In 1903, the Drummonds moved to Hominy, Oklahoma, where Frederick founded the Hominy Trading Company. The Victorian-style Fred and Adeline Drummond House was built in 1905 in Hominy, Oklahoma, by Frederick and Addie. In 1908, Frederick Drummond became the first mayor of Hominy. Frederick and his son Frederick Gentner both spoke the Osage language. During the Reign of Terror in Osage County the Drummonds were creditors against and administrators for Osage estates. They also owned a funeral home that performed funerals for the deceased that would be paid for by the estate. Some families sold their allotments to the Drummonds to cover the costs of their debt to the Hominy Trading Company. In 1910, Fred G. Drummond was appointed Henry Roan's guardian and he purchased parts of Roan's land.

· · · · ·

Directions for this task
Extend the text about the Drummond family in Hominy, Oklahoma, from its last sentence. The records have nothing to do with the text about the Drummond family of Hominy.

Data
· · · · ·

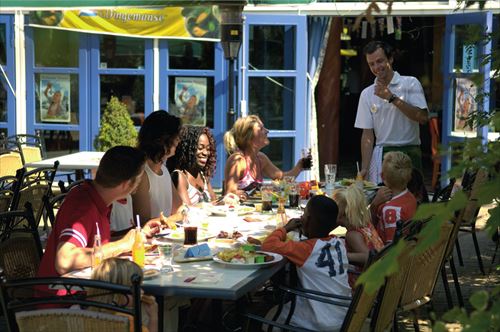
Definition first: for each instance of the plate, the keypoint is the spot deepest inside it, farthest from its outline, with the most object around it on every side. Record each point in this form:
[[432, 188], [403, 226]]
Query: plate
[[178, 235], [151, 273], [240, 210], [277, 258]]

· · · · ·

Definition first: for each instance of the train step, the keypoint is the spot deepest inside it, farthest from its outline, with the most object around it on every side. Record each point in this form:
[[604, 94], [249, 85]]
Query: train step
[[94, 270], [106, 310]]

· · · · ·

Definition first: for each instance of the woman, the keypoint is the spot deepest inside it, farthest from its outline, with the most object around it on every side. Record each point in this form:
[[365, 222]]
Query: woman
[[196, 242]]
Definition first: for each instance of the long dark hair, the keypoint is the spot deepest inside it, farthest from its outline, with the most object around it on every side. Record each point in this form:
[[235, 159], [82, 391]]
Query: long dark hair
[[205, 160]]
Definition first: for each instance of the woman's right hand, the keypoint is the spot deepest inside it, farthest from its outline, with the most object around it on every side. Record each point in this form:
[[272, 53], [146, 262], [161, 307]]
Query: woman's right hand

· · · · ·

Written reply
Frederick Drummond died in 1913, at which time he was claimed by his son
Jack Drummond to own about 1,200 acres. After their father's death in 1913, Jack and Cecil Drummond founded Drummond Cattle Co., which over the next 50 years grew into a 200,000-head operation. Frederick Gentner Drummond took over running the Hominy Trading Company since he spoke Osage. Michael Snyder, a professor at Oklahoma State University, argues that the Drummond's various business meant "they were kind of pulling money from the Osage in a lot of different ways" and that the three brothers “definitely made a lot of money” acting as guardians. Terry Hammon, Jack Drummond's biographer, wrote "the Osage Indians became wealthy overnight, but their money passed through their fingers like water, and a lot of it drained into the Hominy Trading Company."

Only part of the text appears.